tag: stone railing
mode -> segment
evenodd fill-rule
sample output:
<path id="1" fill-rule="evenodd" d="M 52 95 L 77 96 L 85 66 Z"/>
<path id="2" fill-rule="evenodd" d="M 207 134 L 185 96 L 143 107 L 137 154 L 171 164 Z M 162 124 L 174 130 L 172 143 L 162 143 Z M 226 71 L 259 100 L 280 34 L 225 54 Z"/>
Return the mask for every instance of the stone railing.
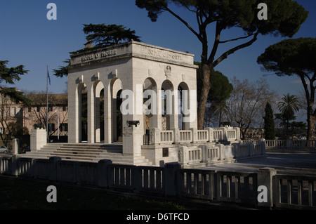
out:
<path id="1" fill-rule="evenodd" d="M 316 140 L 265 140 L 266 148 L 316 148 Z"/>
<path id="2" fill-rule="evenodd" d="M 189 151 L 189 154 L 195 159 L 199 152 L 202 150 Z M 213 149 L 208 149 L 206 153 L 209 157 L 218 156 Z M 185 197 L 212 203 L 225 202 L 225 206 L 234 203 L 258 208 L 316 209 L 316 176 L 279 175 L 272 168 L 248 173 L 181 169 L 178 163 L 167 163 L 163 167 L 136 166 L 113 164 L 107 159 L 88 163 L 62 161 L 60 157 L 0 157 L 0 173 L 49 180 L 50 185 L 60 182 L 125 190 L 164 199 L 166 197 Z"/>
<path id="3" fill-rule="evenodd" d="M 240 131 L 239 128 L 225 126 L 222 128 L 206 128 L 204 130 L 190 129 L 190 130 L 161 131 L 152 129 L 150 134 L 144 137 L 150 138 L 150 143 L 144 141 L 144 145 L 187 143 L 228 141 L 236 142 L 240 140 Z"/>
<path id="4" fill-rule="evenodd" d="M 233 143 L 232 145 L 223 144 L 201 145 L 197 147 L 179 147 L 179 162 L 181 164 L 201 164 L 214 162 L 227 162 L 229 159 L 238 160 L 259 157 L 265 155 L 264 142 L 246 145 Z"/>

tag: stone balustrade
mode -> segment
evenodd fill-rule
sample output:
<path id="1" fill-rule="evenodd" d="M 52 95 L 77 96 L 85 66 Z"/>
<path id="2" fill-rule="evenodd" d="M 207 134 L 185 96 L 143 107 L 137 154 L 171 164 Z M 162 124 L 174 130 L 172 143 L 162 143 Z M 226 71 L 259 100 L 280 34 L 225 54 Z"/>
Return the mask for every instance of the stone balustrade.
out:
<path id="1" fill-rule="evenodd" d="M 245 148 L 243 146 L 242 150 Z M 187 149 L 185 153 L 191 160 L 199 160 L 204 153 L 204 158 L 223 156 L 220 147 Z M 150 193 L 164 199 L 166 196 L 185 197 L 216 203 L 225 202 L 226 206 L 227 203 L 237 203 L 259 208 L 316 208 L 315 176 L 278 174 L 272 168 L 260 169 L 256 172 L 216 171 L 183 169 L 176 162 L 156 167 L 113 164 L 108 159 L 89 163 L 62 161 L 56 157 L 43 159 L 13 156 L 0 157 L 0 174 L 49 180 L 51 184 L 60 182 L 111 190 L 127 190 L 138 195 L 145 192 L 147 197 Z M 262 187 L 266 189 L 265 200 L 259 195 Z"/>
<path id="2" fill-rule="evenodd" d="M 152 129 L 150 138 L 150 145 L 218 141 L 236 142 L 240 140 L 240 131 L 239 128 L 230 126 L 206 128 L 204 130 L 174 129 L 173 130 L 162 131 L 158 129 Z"/>

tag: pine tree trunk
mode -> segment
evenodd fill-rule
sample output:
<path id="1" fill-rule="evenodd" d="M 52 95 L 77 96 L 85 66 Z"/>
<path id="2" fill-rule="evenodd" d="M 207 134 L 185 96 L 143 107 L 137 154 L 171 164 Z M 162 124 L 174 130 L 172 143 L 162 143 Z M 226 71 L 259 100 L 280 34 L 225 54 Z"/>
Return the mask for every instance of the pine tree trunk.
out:
<path id="1" fill-rule="evenodd" d="M 203 130 L 204 122 L 205 110 L 207 103 L 209 91 L 211 88 L 209 74 L 211 68 L 207 64 L 202 64 L 203 84 L 201 90 L 201 95 L 197 105 L 197 129 Z"/>

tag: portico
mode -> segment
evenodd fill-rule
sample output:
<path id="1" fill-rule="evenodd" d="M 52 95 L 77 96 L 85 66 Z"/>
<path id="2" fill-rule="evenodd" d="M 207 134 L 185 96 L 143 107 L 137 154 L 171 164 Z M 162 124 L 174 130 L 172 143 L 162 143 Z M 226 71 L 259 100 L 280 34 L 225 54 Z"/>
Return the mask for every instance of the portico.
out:
<path id="1" fill-rule="evenodd" d="M 79 143 L 85 138 L 88 143 L 122 141 L 123 154 L 140 154 L 146 130 L 174 130 L 179 126 L 196 129 L 197 67 L 192 54 L 134 41 L 72 54 L 68 142 Z M 83 138 L 84 93 L 87 122 Z M 183 96 L 185 100 L 180 100 Z M 180 106 L 186 109 L 182 116 Z"/>

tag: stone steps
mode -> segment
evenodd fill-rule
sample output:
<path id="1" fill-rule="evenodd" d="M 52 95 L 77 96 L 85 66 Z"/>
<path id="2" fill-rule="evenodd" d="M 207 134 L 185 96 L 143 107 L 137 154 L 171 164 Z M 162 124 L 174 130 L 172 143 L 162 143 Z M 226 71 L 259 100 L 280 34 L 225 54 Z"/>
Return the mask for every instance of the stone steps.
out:
<path id="1" fill-rule="evenodd" d="M 123 155 L 122 145 L 102 144 L 47 144 L 37 152 L 27 152 L 23 157 L 48 159 L 59 157 L 65 161 L 98 162 L 110 159 L 113 164 L 150 166 L 152 163 L 143 156 Z"/>

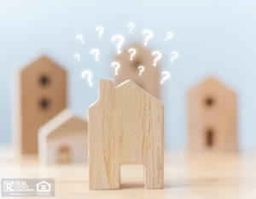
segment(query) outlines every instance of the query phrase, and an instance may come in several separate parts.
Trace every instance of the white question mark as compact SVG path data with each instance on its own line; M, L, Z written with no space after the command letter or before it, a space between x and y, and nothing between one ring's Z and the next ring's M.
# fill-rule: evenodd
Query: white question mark
M149 35L145 38L145 43L144 43L144 45L145 45L145 46L147 46L147 42L148 42L148 40L149 38L151 38L152 36L153 36L153 33L152 33L152 31L151 31L150 30L145 30L145 31L143 31L143 34L145 34L145 33L147 33L147 32L148 32Z
M166 79L168 79L170 77L170 73L167 71L163 71L162 74L167 74L167 76L162 78L161 83L163 83Z
M142 70L140 71L140 75L142 75L142 72L144 71L144 67L143 65L138 66L138 68L142 68Z
M172 57L171 62L172 62L172 60L173 60L175 58L177 58L177 53L172 52L172 54L175 54L175 55L174 55L174 57Z
M134 56L134 54L136 54L136 49L134 48L130 48L129 52L133 51L133 54L131 54L131 60L132 60L132 57Z
M167 35L170 35L170 36L166 38L166 40L165 40L166 42L166 40L168 38L172 38L172 34L171 32L167 32Z
M120 64L118 63L118 62L113 62L112 65L111 65L111 66L113 66L113 65L117 65L117 67L115 68L115 75L117 76L117 75L118 75L117 71L118 71L119 68L120 67Z
M102 26L97 26L97 27L96 27L96 31L99 30L99 29L101 29L101 31L100 31L100 38L102 38L102 31L103 31L103 27L102 27Z
M96 61L99 61L99 60L98 60L99 50L98 50L98 49L92 49L92 50L90 51L90 54L93 54L94 52L96 52L95 59L96 59Z
M78 35L77 39L79 39L79 38L80 38L81 42L84 43L82 35Z
M134 28L134 25L131 23L131 24L128 25L128 26L129 26L129 27L131 26L131 27L130 28L130 32L131 32L131 30Z
M80 61L80 60L79 60L80 55L79 54L76 54L74 57L75 58L78 57L78 60Z
M90 86L92 86L92 83L90 82L90 79L91 79L91 76L92 76L92 75L91 75L91 72L89 71L84 71L84 72L82 73L82 77L84 77L84 76L85 76L86 74L89 74L89 77L88 77L88 82L89 82Z
M119 38L120 42L117 45L118 54L121 54L120 47L124 43L124 37L120 35L115 35L112 37L112 42L113 42L116 38Z
M158 57L154 59L154 65L155 66L156 65L156 62L158 61L158 60L160 60L161 57L162 57L162 54L160 52L158 52L158 51L154 51L152 55L154 55L154 54L158 54Z

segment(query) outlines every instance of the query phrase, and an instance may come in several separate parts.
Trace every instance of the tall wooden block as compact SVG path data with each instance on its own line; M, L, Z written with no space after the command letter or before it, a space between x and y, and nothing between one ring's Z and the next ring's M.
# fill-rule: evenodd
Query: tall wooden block
M144 165L147 189L164 185L164 106L128 80L101 79L89 108L89 188L120 188L120 164Z
M213 77L189 93L189 143L195 152L236 152L236 95Z
M130 48L137 50L136 54L131 60L131 52ZM118 54L114 59L120 64L118 70L118 76L115 76L115 85L130 79L148 94L160 100L160 78L159 69L160 67L160 60L157 61L156 66L154 66L154 60L156 58L152 55L153 51L146 48L138 43L133 43ZM139 76L140 69L138 66L143 65L144 71Z
M42 56L18 72L15 86L15 147L37 154L38 128L67 107L67 73Z
M39 128L38 150L42 163L87 162L87 122L62 111Z

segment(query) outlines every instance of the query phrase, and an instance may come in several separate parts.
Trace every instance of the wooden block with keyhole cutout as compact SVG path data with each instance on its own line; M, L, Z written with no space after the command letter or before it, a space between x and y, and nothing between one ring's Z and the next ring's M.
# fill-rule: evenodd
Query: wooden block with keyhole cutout
M131 80L101 79L89 108L89 188L120 189L120 165L143 164L145 186L164 186L164 106Z
M131 60L130 48L135 48L137 53ZM154 66L154 60L156 58L152 55L153 51L146 48L138 43L133 43L122 51L122 54L118 54L114 58L114 61L120 64L118 70L118 76L114 76L115 86L130 79L143 89L152 94L156 99L160 100L160 78L159 71L160 61L158 60L156 66ZM143 65L144 71L139 76L140 69ZM113 68L112 68L114 70ZM114 74L114 73L113 73Z
M236 94L209 77L189 93L189 144L192 152L236 152Z
M15 87L15 147L37 154L39 128L67 107L67 73L42 56L19 71Z

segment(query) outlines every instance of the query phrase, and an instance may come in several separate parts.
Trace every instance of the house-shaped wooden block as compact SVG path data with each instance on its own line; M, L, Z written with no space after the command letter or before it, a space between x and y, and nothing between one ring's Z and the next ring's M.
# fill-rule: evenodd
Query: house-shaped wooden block
M130 60L131 53L130 48L137 50L136 54ZM152 55L153 51L146 48L138 43L133 43L126 48L122 54L118 54L114 59L115 61L120 64L118 70L118 76L114 76L115 86L130 79L146 92L160 100L160 78L159 69L160 61L157 62L157 65L154 66L154 60L156 58ZM143 65L144 71L139 76L140 69ZM112 67L113 70L113 67Z
M38 153L38 131L67 107L66 71L42 56L18 71L14 139L20 155Z
M189 94L189 144L194 152L236 152L236 95L209 77Z
M128 80L101 79L89 108L89 188L120 188L120 165L144 165L147 189L164 185L164 106Z
M42 163L87 162L87 122L62 111L39 128L38 151Z

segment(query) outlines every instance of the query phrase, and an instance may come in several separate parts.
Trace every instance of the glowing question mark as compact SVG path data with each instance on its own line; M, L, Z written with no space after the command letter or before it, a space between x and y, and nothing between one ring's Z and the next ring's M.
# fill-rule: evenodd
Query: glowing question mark
M166 79L168 79L170 77L170 73L167 71L163 71L162 74L167 74L167 76L162 78L161 83L163 83Z
M84 43L82 35L78 35L77 39L79 39L79 38L80 38L81 42Z
M98 49L92 49L92 50L90 51L90 54L93 54L94 52L96 52L95 59L96 59L96 61L99 61L99 60L98 60L99 50L98 50Z
M172 52L172 54L175 54L175 55L174 55L174 57L172 57L171 62L172 62L172 60L173 60L175 58L177 58L177 53Z
M118 62L113 62L112 65L111 65L111 66L113 66L113 65L117 65L117 67L115 68L115 75L117 76L117 75L118 75L117 71L118 71L119 68L120 67L120 64L118 63Z
M75 58L78 57L78 60L80 61L80 60L79 60L80 55L79 54L76 54L74 57Z
M145 38L145 43L144 43L144 45L145 45L145 46L147 46L147 42L148 42L148 40L149 38L151 38L152 36L153 36L153 33L152 33L152 31L151 31L150 30L145 30L145 31L143 31L143 34L145 34L145 33L147 33L147 32L148 32L149 35Z
M166 40L165 40L166 42L166 40L168 38L172 38L172 34L171 32L167 32L167 35L170 35L170 36L166 38Z
M161 57L162 57L162 54L160 52L158 52L158 51L154 51L152 55L154 55L154 54L158 54L158 57L154 59L154 65L155 66L156 65L156 62L158 61L158 60L160 60Z
M134 25L131 23L131 24L128 25L128 26L129 26L129 27L131 26L131 27L130 28L130 32L131 32L131 30L134 28Z
M91 75L91 72L89 71L84 71L84 72L82 73L82 77L84 78L84 76L85 76L86 74L89 74L89 77L88 77L88 82L89 82L90 86L92 86L92 83L90 82L90 79L91 79L91 76L92 76L92 75Z
M102 26L97 26L96 27L96 31L101 29L101 31L100 31L100 38L102 38L102 31L103 31L103 28Z
M133 51L133 54L131 54L131 60L132 60L132 57L134 56L134 54L136 54L136 49L134 48L130 48L129 52Z
M113 42L116 38L119 38L120 42L119 43L119 44L117 45L117 50L118 50L118 54L121 54L121 50L120 50L120 47L124 43L124 37L120 35L115 35L112 37L112 42Z
M143 65L138 66L138 68L142 68L142 70L140 71L140 75L142 75L142 72L144 71L144 67Z

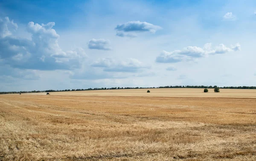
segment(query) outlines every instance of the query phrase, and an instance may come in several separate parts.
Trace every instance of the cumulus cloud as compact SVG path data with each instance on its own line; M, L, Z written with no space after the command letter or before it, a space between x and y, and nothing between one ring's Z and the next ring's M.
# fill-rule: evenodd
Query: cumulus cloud
M119 61L111 58L100 59L93 62L91 66L103 68L104 71L107 72L136 73L142 68L148 68L138 59L127 59L125 61Z
M223 20L236 20L236 16L233 15L232 12L227 12L223 16Z
M8 17L0 19L0 59L14 68L52 70L79 68L87 57L79 48L66 52L59 46L59 35L50 22L45 25L28 23L31 40L14 37L11 29L18 27Z
M185 79L187 78L187 76L186 75L181 74L180 75L177 79Z
M177 68L174 66L170 66L166 68L166 71L175 71L177 70Z
M118 25L115 28L116 30L116 36L120 37L134 37L137 35L134 34L125 34L126 32L150 32L154 33L157 30L162 29L159 26L154 25L146 22L130 21Z
M111 50L110 41L103 39L93 39L89 41L88 48L90 49Z
M205 44L203 48L197 46L188 46L182 50L175 50L167 52L163 51L157 57L156 62L160 63L175 63L182 61L194 60L195 59L207 56L209 55L224 54L230 51L236 51L241 50L240 45L237 43L231 45L231 48L223 44L212 48L212 44Z
M124 32L116 32L116 36L119 37L136 37L137 35L135 34L125 34Z

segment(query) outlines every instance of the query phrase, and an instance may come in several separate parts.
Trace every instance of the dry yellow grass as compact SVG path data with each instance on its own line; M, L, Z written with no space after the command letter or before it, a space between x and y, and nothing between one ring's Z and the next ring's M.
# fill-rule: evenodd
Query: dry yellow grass
M0 160L256 160L255 99L51 94L0 95Z
M51 92L53 95L99 96L143 97L215 97L215 98L254 98L256 90L221 89L221 92L214 93L213 89L209 89L209 92L204 93L202 88L154 88L87 90ZM24 94L45 95L46 93L26 93Z

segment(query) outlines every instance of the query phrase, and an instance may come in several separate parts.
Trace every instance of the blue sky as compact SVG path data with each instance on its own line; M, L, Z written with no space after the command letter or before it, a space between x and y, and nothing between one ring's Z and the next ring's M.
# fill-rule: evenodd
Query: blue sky
M0 91L255 86L254 0L0 0Z

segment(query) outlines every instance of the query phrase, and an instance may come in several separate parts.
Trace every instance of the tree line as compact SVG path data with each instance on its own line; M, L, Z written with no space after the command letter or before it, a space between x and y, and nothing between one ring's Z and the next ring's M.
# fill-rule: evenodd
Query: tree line
M160 86L158 87L112 87L110 88L89 88L87 89L73 89L72 90L66 89L63 90L32 90L28 91L17 91L17 92L0 92L0 94L12 94L12 93L41 93L41 92L66 92L70 91L80 91L80 90L117 90L117 89L145 89L145 88L215 88L217 87L216 85L212 86L211 85L176 85ZM256 89L255 86L239 86L239 87L219 87L220 89Z

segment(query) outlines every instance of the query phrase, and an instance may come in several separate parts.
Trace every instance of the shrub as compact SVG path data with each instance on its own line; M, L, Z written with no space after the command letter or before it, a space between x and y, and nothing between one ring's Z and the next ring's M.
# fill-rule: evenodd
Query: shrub
M220 88L218 87L214 88L214 92L220 92Z

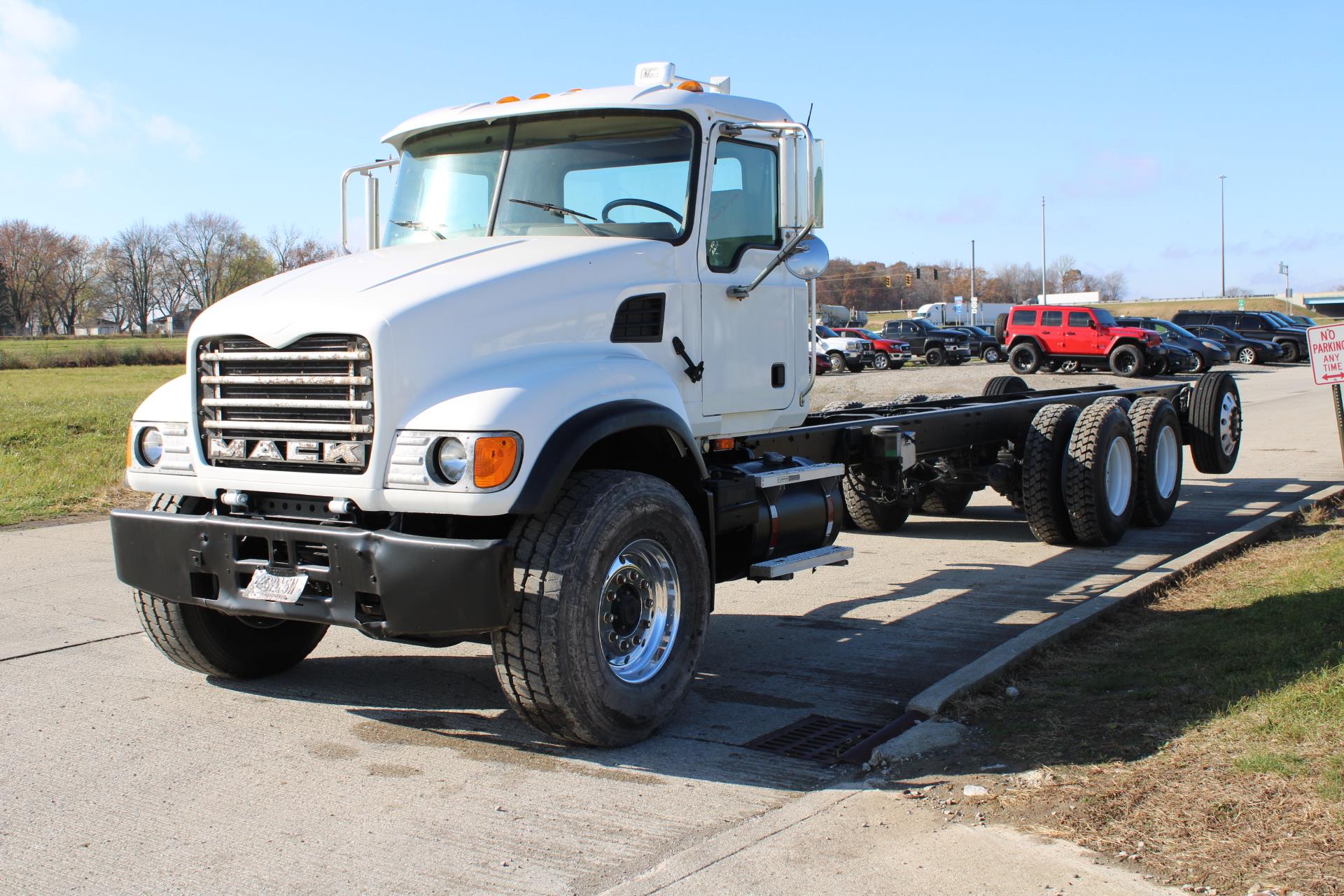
============================================================
**Aim:**
Rewrite the records between the line holding "tag: stone steps" and the line holding "123 155 L 122", inclusive, replacing "stone steps" with "stone stairs" and leaving everything else the same.

**Response to this task:**
tag: stone stairs
mode -> segment
evenodd fill-rule
sample output:
<path id="1" fill-rule="evenodd" d="M 52 95 L 77 96 L 85 66 Z"/>
<path id="2" fill-rule="evenodd" d="M 207 134 L 185 96 L 143 107 L 137 154 L 171 164 Z M 162 124 L 174 130 L 172 143 L 162 143 Z M 226 71 L 259 100 L 280 34 L 225 54 Z"/>
Return the mask for every instance of the stone stairs.
out:
<path id="1" fill-rule="evenodd" d="M 123 155 L 122 145 L 102 144 L 47 144 L 37 152 L 27 152 L 23 157 L 48 159 L 59 157 L 65 161 L 98 162 L 110 159 L 113 164 L 150 166 L 152 163 L 143 156 Z"/>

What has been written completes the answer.